**Directions:**
Could you express every line of the material below as a Markdown table, with a "Row" column numbering the lines and an "Entry" column holding each line, leaving out blank lines?

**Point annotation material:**

━━━

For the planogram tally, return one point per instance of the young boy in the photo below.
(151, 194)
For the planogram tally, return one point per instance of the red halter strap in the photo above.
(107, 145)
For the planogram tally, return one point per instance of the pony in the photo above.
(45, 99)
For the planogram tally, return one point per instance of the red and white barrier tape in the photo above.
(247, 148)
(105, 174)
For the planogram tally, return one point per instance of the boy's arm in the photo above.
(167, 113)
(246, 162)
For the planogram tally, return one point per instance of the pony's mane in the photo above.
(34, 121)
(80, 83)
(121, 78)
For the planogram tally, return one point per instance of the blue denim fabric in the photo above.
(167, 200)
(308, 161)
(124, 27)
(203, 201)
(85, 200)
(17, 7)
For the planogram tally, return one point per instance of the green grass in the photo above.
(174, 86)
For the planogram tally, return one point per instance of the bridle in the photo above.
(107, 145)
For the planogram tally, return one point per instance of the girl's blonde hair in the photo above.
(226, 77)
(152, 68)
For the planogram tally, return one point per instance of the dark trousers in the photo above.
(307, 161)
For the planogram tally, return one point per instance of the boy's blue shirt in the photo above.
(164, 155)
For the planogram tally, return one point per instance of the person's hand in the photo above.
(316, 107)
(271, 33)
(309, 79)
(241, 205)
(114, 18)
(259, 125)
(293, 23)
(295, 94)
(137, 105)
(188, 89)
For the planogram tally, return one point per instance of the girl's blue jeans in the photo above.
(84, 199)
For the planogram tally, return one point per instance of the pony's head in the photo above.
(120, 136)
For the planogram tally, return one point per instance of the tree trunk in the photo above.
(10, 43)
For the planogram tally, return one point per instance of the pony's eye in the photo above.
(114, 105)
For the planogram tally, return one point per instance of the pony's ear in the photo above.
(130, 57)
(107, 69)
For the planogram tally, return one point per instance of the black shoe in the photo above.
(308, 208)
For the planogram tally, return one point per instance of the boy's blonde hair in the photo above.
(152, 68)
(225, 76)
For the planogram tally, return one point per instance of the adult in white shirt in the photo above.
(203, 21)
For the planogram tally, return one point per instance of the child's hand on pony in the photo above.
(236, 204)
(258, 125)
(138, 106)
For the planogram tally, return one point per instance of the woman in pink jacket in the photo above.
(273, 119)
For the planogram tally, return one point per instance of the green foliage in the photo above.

━━━

**Full solution:**
| Row | Entry |
|---|---|
| 1 | For the planogram tally, return one point per instance of the young boy in the photo below. |
| 2 | (151, 194) |
| 3 | For the planogram tally, return one point per instance of the red halter strap in the photo above. |
| 4 | (107, 145) |
| 5 | For the planogram tally, return one point per instance of the pony in the photo above. |
| 6 | (45, 99) |
| 7 | For the planogram tally, return one point per instance of the red and white barrier tape in the photo above. |
| 8 | (247, 148) |
| 9 | (105, 174) |
| 10 | For the planogram tally, return one point per instance of the boy's arm in the photo above. |
| 11 | (167, 113) |
| 12 | (246, 162) |
| 13 | For the planogram tally, return one point per instance of the pony's mane in the photo above. |
| 14 | (34, 121) |
| 15 | (80, 83) |
| 16 | (121, 78) |
| 17 | For the planogram tally, return one point per instance of the blue denim fabric in the photo above. |
| 18 | (167, 200) |
| 19 | (308, 161) |
| 20 | (124, 27) |
| 21 | (203, 201) |
| 22 | (85, 200) |
| 23 | (17, 7) |
| 24 | For the planogram tally, return one point per instance of the green grass in the photo above. |
| 25 | (174, 86) |
| 26 | For the planogram tally, return one point per instance of the bridle in the photo above. |
| 27 | (107, 145) |
| 28 | For the planogram tally, return one point per instance of the girl's blonde hair in the photo above. |
| 29 | (226, 77) |
| 30 | (152, 68) |
| 31 | For the planogram tally, return one point per instance of the dark trousers in the photo above. |
| 32 | (307, 161) |
| 33 | For the planogram tally, return one point per instance of the boy's blue shirt in the photo above. |
| 34 | (164, 155) |
| 35 | For the planogram tally, return one point per instance of the person's hand in the photo above. |
| 36 | (316, 107) |
| 37 | (271, 33) |
| 38 | (309, 79) |
| 39 | (241, 205) |
| 40 | (114, 18) |
| 41 | (259, 125) |
| 42 | (293, 23) |
| 43 | (295, 94) |
| 44 | (137, 105) |
| 45 | (188, 89) |
| 46 | For the planogram tally, return one point per instance of the girl's blue jeans in the photo above. |
| 47 | (84, 199) |
| 48 | For the planogram tally, return one point per instance of the pony's head in the photo above. |
| 49 | (120, 136) |
| 50 | For the planogram tally, return one point per instance of the tree trunk in the photo above. |
| 51 | (10, 43) |
| 52 | For the planogram tally, return one point per instance of the pony's eye in the photo above. |
| 53 | (114, 105) |
| 54 | For the planogram tally, return one point per instance of the pony's ear in the photo above. |
| 55 | (130, 57) |
| 56 | (107, 69) |
| 57 | For the planogram tally, return one point per instance of the black shoe in the photo above. |
| 58 | (308, 208) |
| 59 | For the planogram tally, return one point per instance of the boy's blonde hair in the photo above. |
| 60 | (152, 68) |
| 61 | (225, 76) |
| 62 | For the planogram tally, return one point per instance of the adult in white shirt in the photo above. |
| 63 | (203, 21) |
| 64 | For the planogram tally, return one point per instance of the child's hand on pony in the photo above. |
| 65 | (236, 204) |
| 66 | (258, 125) |
| 67 | (138, 106) |
| 68 | For the planogram tally, return one point per instance of the woman in pink jacket in the photo above. |
| 69 | (273, 119) |
| 70 | For the planogram tally, return one point per instance of the green foliage in the photo above. |